Information given:
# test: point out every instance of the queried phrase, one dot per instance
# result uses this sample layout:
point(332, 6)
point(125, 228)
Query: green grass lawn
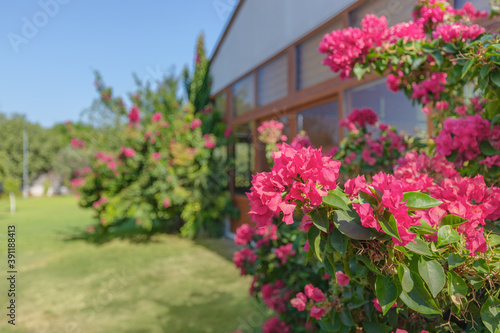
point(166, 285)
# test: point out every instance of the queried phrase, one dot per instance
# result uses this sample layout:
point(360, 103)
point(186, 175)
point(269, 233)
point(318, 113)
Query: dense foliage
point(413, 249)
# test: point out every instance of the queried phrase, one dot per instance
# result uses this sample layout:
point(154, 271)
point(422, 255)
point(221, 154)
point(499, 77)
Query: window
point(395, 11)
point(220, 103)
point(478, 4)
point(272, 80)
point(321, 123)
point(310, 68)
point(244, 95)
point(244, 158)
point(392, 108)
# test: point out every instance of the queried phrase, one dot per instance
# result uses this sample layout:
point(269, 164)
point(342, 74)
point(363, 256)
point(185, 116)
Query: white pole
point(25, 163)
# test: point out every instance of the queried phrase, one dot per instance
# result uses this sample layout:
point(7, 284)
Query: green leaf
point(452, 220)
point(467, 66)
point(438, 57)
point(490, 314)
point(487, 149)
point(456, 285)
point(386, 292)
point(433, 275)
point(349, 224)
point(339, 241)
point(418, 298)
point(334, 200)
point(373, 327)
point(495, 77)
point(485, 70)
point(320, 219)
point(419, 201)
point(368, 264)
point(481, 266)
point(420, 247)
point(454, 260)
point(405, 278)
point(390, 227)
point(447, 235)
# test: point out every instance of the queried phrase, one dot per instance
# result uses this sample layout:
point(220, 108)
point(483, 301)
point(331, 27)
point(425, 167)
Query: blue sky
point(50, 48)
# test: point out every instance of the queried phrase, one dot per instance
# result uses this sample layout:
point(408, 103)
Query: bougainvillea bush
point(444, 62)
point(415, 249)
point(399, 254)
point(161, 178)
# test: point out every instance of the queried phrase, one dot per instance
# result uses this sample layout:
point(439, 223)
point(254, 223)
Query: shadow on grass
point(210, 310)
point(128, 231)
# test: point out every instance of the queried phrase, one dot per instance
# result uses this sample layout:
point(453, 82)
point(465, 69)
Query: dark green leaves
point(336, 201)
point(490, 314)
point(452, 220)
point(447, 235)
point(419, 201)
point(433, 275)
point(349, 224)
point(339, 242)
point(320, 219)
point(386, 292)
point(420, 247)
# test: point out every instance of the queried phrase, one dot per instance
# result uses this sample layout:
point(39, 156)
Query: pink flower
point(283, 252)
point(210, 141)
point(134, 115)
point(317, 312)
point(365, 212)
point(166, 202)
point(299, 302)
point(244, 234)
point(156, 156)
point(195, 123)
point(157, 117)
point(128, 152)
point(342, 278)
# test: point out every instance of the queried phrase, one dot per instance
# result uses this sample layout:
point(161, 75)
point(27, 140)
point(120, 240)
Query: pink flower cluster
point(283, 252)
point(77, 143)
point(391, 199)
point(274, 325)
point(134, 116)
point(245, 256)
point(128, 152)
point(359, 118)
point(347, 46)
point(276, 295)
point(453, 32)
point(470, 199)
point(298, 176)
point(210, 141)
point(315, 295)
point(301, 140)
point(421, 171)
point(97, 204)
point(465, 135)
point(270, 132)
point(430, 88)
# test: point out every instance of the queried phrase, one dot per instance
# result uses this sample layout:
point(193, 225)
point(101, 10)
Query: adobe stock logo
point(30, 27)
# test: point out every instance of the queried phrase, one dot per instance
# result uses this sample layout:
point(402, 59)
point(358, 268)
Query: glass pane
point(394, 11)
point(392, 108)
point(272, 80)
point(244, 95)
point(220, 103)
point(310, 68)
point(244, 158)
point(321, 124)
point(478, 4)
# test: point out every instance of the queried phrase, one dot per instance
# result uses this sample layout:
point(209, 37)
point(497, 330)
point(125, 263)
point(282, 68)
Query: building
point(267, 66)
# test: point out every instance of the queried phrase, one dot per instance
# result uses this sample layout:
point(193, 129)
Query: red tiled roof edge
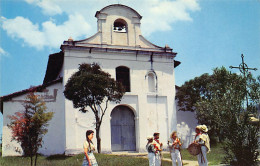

Do this:
Copy the records from their start through the line with "point(166, 285)", substituting "short grass lawn" for "green grass lawn" and changing nothing else. Leave the pictures out.

Complete output:
# test: point out every instance of the queried phrase, one dot per instance
# result uses this sample layout:
point(332, 6)
point(125, 228)
Query: short grass lawn
point(166, 285)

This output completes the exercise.